» ABOUT THIS TASK: Copy out all lines of the records in which the word "stone" appears.
*** Opening of DATASET RECORDS ***
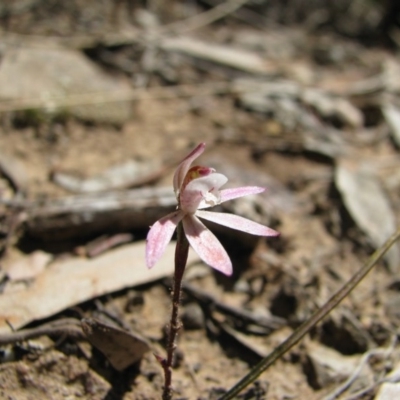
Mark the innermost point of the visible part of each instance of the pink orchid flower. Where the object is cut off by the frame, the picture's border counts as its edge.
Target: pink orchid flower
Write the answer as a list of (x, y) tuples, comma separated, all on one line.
[(197, 188)]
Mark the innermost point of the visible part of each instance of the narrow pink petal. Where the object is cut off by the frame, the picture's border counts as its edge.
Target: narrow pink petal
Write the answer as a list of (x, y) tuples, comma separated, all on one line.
[(160, 235), (236, 222), (206, 245), (184, 166), (230, 194)]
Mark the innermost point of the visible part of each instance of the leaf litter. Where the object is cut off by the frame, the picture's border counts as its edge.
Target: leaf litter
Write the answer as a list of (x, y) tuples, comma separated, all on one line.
[(309, 116)]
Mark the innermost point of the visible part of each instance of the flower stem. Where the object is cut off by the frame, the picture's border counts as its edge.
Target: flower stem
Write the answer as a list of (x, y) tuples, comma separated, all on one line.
[(181, 255)]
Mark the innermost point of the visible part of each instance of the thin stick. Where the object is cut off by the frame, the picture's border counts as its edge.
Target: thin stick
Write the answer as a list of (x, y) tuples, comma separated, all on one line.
[(181, 255), (309, 324)]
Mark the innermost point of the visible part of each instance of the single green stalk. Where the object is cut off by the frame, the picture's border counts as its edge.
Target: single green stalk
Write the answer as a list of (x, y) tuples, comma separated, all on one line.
[(302, 330), (181, 256)]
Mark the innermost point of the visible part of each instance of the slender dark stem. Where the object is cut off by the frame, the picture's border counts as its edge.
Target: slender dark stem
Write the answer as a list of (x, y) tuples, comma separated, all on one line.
[(302, 330), (181, 255)]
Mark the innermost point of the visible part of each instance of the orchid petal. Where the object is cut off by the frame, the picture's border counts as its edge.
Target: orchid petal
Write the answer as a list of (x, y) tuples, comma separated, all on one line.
[(206, 245), (202, 192), (230, 194), (184, 166), (236, 222), (160, 235)]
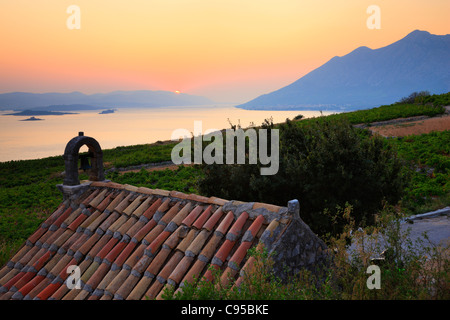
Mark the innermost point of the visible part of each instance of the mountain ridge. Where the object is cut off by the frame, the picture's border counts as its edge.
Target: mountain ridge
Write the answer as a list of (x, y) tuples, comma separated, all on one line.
[(367, 77)]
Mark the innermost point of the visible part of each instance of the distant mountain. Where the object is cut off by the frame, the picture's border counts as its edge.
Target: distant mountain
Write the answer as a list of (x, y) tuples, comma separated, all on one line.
[(142, 98), (38, 113), (366, 78)]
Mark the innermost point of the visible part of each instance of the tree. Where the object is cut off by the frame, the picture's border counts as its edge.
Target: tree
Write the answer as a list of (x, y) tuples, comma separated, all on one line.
[(325, 164)]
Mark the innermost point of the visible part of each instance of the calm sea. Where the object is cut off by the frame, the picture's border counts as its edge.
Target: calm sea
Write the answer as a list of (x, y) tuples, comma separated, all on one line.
[(20, 140)]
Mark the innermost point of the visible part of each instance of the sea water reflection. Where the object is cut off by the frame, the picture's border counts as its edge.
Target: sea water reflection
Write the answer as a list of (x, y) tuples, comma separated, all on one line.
[(20, 140)]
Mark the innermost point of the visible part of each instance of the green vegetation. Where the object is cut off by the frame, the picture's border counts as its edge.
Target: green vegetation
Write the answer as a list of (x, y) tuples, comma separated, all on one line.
[(325, 164), (183, 179), (342, 175), (137, 154), (428, 164)]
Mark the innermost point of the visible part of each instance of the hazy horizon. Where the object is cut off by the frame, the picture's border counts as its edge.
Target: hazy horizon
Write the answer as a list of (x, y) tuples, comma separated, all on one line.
[(230, 52)]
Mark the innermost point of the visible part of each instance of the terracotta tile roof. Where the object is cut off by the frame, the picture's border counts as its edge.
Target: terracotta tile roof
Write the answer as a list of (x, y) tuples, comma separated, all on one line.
[(130, 243)]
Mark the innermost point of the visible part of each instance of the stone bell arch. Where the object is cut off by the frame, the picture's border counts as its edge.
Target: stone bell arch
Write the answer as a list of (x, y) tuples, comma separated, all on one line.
[(71, 157)]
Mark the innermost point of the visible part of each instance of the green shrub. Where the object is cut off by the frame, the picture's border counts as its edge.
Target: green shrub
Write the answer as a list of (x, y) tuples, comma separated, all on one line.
[(324, 164)]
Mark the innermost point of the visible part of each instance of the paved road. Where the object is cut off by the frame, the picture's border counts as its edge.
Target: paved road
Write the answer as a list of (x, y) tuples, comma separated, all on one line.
[(435, 224), (436, 227)]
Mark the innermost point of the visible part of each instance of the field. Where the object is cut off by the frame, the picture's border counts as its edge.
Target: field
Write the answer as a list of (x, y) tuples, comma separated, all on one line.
[(28, 192)]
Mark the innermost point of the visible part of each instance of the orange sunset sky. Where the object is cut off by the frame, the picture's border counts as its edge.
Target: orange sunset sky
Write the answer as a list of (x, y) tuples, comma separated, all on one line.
[(227, 50)]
*** Close of DATASET RECORDS ***
» ANSWER TO THE PROBLEM:
Mark the innermost point of the visible part of each instance of the stone bell arch. Where the object is cut off by the frame, the picture's border counts as its edge.
Target: stone bell arch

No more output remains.